> [What you have to do]:
Repeat the data exactly as it appears.

___ Data for review ___

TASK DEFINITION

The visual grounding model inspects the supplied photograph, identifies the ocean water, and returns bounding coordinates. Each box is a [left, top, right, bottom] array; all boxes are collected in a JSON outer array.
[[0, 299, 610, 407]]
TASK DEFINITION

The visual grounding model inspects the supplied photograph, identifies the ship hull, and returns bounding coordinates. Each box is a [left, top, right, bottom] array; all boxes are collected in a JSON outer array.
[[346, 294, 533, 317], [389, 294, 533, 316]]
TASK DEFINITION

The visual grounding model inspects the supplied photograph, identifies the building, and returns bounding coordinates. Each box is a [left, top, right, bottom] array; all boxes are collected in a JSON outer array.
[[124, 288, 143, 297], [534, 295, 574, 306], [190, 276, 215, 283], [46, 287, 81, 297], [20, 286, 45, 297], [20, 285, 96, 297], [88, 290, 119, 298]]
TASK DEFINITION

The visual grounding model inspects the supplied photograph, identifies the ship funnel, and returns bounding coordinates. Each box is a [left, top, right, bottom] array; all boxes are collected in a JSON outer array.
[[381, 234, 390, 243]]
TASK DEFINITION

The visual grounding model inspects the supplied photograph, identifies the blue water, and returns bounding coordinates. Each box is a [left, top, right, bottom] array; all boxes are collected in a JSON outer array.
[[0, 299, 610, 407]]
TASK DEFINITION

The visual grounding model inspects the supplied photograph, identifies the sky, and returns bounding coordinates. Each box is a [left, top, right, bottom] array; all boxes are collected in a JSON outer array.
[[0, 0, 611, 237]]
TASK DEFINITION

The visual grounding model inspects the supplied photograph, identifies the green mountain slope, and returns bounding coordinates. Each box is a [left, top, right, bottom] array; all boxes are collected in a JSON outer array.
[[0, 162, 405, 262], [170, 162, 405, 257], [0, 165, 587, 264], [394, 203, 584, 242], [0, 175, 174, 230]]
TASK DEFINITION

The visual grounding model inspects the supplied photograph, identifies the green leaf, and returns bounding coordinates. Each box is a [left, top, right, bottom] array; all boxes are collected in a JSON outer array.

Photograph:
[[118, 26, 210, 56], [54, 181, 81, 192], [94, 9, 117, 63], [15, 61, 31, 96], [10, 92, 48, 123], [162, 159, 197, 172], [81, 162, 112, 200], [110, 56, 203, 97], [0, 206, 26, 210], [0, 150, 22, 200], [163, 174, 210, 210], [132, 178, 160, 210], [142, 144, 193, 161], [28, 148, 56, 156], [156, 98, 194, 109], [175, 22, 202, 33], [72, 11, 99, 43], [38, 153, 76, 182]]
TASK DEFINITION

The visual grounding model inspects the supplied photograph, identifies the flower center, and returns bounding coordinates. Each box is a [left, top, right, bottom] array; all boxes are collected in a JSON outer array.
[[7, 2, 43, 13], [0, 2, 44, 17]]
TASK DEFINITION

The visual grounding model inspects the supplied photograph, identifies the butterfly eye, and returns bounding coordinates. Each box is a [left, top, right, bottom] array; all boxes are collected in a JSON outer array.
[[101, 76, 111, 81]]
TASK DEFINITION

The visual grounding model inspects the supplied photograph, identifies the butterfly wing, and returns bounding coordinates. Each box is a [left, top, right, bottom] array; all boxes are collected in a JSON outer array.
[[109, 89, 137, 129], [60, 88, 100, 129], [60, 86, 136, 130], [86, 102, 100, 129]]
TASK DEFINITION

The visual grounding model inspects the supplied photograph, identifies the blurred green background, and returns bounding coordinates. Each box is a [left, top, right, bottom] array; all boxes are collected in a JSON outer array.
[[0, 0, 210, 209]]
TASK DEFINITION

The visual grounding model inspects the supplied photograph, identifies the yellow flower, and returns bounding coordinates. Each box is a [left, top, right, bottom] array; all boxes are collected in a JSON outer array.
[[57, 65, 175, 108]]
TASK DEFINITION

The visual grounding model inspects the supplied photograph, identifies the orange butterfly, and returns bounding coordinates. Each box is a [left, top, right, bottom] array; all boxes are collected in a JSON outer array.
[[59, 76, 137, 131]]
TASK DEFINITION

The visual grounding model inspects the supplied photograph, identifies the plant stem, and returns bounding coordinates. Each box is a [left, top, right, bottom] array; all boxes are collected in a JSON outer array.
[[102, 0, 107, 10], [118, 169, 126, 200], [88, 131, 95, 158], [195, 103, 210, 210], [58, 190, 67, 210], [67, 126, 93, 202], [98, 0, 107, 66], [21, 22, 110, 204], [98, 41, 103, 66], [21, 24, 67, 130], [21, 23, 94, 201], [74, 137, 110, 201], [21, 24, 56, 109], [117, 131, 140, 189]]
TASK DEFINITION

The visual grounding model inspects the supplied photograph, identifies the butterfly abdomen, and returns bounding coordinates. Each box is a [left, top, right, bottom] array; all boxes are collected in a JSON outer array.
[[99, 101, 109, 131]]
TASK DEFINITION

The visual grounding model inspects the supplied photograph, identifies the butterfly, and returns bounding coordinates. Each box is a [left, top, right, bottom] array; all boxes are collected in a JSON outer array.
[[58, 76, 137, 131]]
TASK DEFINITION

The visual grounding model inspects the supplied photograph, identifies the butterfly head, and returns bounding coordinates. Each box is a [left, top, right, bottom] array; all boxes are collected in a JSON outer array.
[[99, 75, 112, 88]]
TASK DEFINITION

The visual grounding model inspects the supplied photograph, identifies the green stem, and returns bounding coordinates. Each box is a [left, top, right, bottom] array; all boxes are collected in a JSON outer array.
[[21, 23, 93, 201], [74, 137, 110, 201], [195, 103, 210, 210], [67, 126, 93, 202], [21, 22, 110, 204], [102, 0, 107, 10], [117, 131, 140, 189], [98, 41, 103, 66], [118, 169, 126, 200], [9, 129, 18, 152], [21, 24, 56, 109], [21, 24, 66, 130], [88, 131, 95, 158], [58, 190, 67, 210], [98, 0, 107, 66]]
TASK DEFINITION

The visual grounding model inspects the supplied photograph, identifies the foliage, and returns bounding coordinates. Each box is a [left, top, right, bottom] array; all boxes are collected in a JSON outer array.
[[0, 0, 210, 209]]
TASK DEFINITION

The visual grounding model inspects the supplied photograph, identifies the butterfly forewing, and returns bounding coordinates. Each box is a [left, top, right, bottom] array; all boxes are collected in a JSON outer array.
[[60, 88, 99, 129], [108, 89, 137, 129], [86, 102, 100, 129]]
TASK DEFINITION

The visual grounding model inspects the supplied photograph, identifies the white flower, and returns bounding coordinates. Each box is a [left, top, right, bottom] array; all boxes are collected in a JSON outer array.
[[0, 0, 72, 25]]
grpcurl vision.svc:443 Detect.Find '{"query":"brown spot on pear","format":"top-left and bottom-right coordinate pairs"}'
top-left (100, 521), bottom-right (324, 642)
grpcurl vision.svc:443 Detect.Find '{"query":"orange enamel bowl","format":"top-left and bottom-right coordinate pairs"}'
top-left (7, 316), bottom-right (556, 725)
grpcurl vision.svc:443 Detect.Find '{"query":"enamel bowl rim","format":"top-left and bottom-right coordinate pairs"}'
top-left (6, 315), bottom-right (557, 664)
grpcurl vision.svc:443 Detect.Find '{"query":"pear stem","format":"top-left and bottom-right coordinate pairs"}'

___

> [Output for this exercise]:
TASK DEFINITION

The visual grounding model inspects the supplied photograph, identifies the ocean water, and returns bounding coordinates. Each box is a [left, top, right, bottom] array; all boxes are collected in a JSON outer array.
[[0, 299, 610, 407]]
TASK DEFINITION

The visual grounding model inspects the supplied photograph, identifies the ship hull, and returns bounding coordinates. Each box is a [left, top, right, bottom] array; all boxes are collected in a JSON outer array.
[[346, 294, 533, 317], [389, 294, 533, 316]]
TASK DEFINITION

The visual grounding model inspects the supplied photograph, identifies the building, and returns bounding coordinates. Each box is a [left, top, right, bottom] array; all boxes are collected in a JSON outer array.
[[124, 288, 143, 297], [534, 295, 574, 306], [190, 276, 215, 283], [46, 287, 81, 297], [20, 286, 45, 297], [20, 285, 96, 297], [88, 290, 119, 298]]
TASK DEFINITION

The visual grounding model inspects the supplied photograph, identifies the ship funnel, and returns bounding coordinates. Each box is a [left, top, right, bottom] array; all boxes are collected in a JSON outer array.
[[381, 234, 390, 243]]
TASK DEFINITION

The visual grounding model inspects the supplied photograph, identifies the blue water, and returns bounding coordinates. Each box is a [left, top, right, bottom] array; all boxes are collected in a JSON outer array.
[[0, 299, 610, 407]]
TASK DEFINITION

The visual grounding model inspects the supplied photograph, identifies the sky, and returns bounding coordinates. Each box is a [left, top, right, bottom] array; all boxes are collected in a JSON outer array.
[[0, 0, 611, 237]]
TASK DEFINITION

The visual grounding model inspects the supplied photograph, identifies the green mountain slope, and returns bounding coordinates. Each box is a [left, top, right, bottom] array; all boxes are collected in a JSON outer array.
[[0, 162, 405, 262], [170, 162, 405, 257], [0, 165, 587, 264], [394, 203, 584, 242], [0, 175, 174, 230]]
TASK DEFINITION

The visual grounding model inspects the supplied photograph, identifies the green leaf, and returns bounding coordinates. Each box is a [left, top, right, bottom] array; all boxes are collected in a JSON outer array.

Photograph:
[[118, 26, 210, 56], [54, 181, 81, 192], [94, 9, 117, 63], [15, 61, 31, 96], [10, 92, 48, 123], [162, 159, 197, 172], [81, 162, 112, 200], [110, 56, 203, 97], [0, 206, 26, 210], [0, 150, 22, 200], [163, 174, 210, 210], [132, 178, 160, 210], [142, 144, 193, 161], [28, 148, 56, 156], [156, 98, 194, 109], [175, 22, 202, 33], [72, 11, 99, 43], [38, 153, 76, 182]]
TASK DEFINITION

The visual grounding model inspects the supplied photograph, identifies the flower center, and returns bounding coordinates. Each box is a [left, top, right, bottom] array; all boxes are collected in a JSON outer array.
[[7, 2, 43, 13], [0, 2, 44, 17]]
TASK DEFINITION

The visual grounding model inspects the supplied photograph, identifies the butterfly eye, and returns bounding coordinates. Each box is a [left, top, right, bottom] array; all boxes are collected in a JSON outer array.
[[101, 76, 111, 81]]
TASK DEFINITION

The visual grounding model inspects the supplied photograph, identifies the butterfly wing, and returns bounding coordinates. Each box is a [left, top, right, bottom] array; all boxes are collected in a JSON outer array.
[[109, 89, 137, 129], [60, 88, 100, 129], [60, 86, 136, 130], [86, 102, 100, 129]]
TASK DEFINITION

The visual grounding model inspects the supplied photograph, identifies the blurred green background, and returns bounding coordinates. Each box is a [left, top, right, bottom] array; all boxes are collected in a JSON outer array.
[[0, 0, 210, 209]]
TASK DEFINITION

The visual grounding model inspects the supplied photograph, identifies the yellow flower, and returns bounding coordinates. Each box is a [left, top, right, bottom] array; all boxes are collected in a JSON outer array.
[[57, 65, 175, 108]]
TASK DEFINITION

The visual grounding model inspects the supplied photograph, identifies the orange butterfly, and returns bounding coordinates. Each box is a [left, top, right, bottom] array; all boxes are collected in a JSON outer array.
[[59, 76, 137, 131]]
TASK DEFINITION

The visual grounding model inspects the supplied photograph, identifies the plant stem, and returns bounding coordinates. Each box is a [left, top, right, bottom] array; all boxes are collected in a JSON outer array.
[[102, 0, 107, 10], [118, 169, 126, 200], [88, 131, 95, 158], [195, 103, 210, 210], [58, 190, 67, 210], [67, 126, 93, 202], [98, 0, 107, 66], [21, 22, 110, 204], [98, 41, 103, 66], [21, 24, 67, 130], [21, 23, 94, 201], [74, 137, 110, 201], [21, 24, 56, 109], [117, 131, 140, 189]]
TASK DEFINITION

The visual grounding model inspects the supplied photograph, identifies the butterfly abdomen, and returns bounding coordinates. Each box is a [left, top, right, bottom] array; all boxes are collected in a JSON outer array.
[[99, 101, 109, 131]]
TASK DEFINITION

The visual grounding model inspects the supplied photograph, identifies the butterfly, and returns bounding coordinates. Each box is a [left, top, right, bottom] array; all boxes are collected in a JSON outer array.
[[58, 76, 137, 131]]
TASK DEFINITION

The visual grounding model inspects the supplied photograph, identifies the butterfly head, and returns bounding coordinates. Each box is a [left, top, right, bottom] array; all boxes are collected in a JSON outer array.
[[99, 75, 112, 88]]
TASK DEFINITION

The visual grounding model inspects the supplied photograph, identifies the green stem, and returns bounding coordinates. Each box is a [left, top, right, bottom] array; all boxes are collected in a JSON outer array.
[[21, 23, 93, 201], [74, 137, 110, 201], [195, 103, 210, 210], [67, 126, 93, 202], [21, 22, 110, 204], [102, 0, 107, 10], [117, 131, 140, 189], [98, 41, 103, 66], [118, 169, 126, 200], [9, 129, 18, 152], [21, 24, 56, 109], [21, 24, 66, 130], [88, 131, 95, 158], [58, 190, 67, 210], [98, 0, 107, 66]]
TASK DEFINITION

The visual grounding model inspects the supplied photograph, identifies the foliage, and returns bounding coordinates. Each box is a [left, top, right, bottom] array; all boxes are collected in a JSON outer array.
[[0, 0, 210, 209]]
TASK DEFINITION

The visual grounding model inspects the supplied photograph, identifies the butterfly forewing, and returns bounding coordinates. Each box is a [left, top, right, bottom] array; all boxes are collected in a JSON outer array.
[[60, 88, 99, 129], [108, 89, 137, 129], [86, 102, 100, 129]]
TASK DEFINITION

The visual grounding model inspects the supplied photograph, identifies the white flower, and returns bounding coordinates. Each box is a [left, top, right, bottom] array; all boxes are collected in a JSON outer array.
[[0, 0, 72, 25]]
grpcurl vision.svc:443 Detect.Find '{"query":"brown spot on pear","format":"top-left and bottom-right coordinate pairs"}'
top-left (100, 521), bottom-right (324, 642)
grpcurl vision.svc:443 Detect.Find '{"query":"orange enamel bowl","format":"top-left and bottom-right coordinate pairs"}'
top-left (7, 316), bottom-right (556, 725)
grpcurl vision.svc:443 Detect.Find '{"query":"enamel bowl rim","format":"top-left and bottom-right coordinate pairs"}'
top-left (6, 315), bottom-right (557, 664)
grpcurl vision.svc:443 Detect.Find '{"query":"pear stem","format":"top-left and bottom-right coordinate pairs"}'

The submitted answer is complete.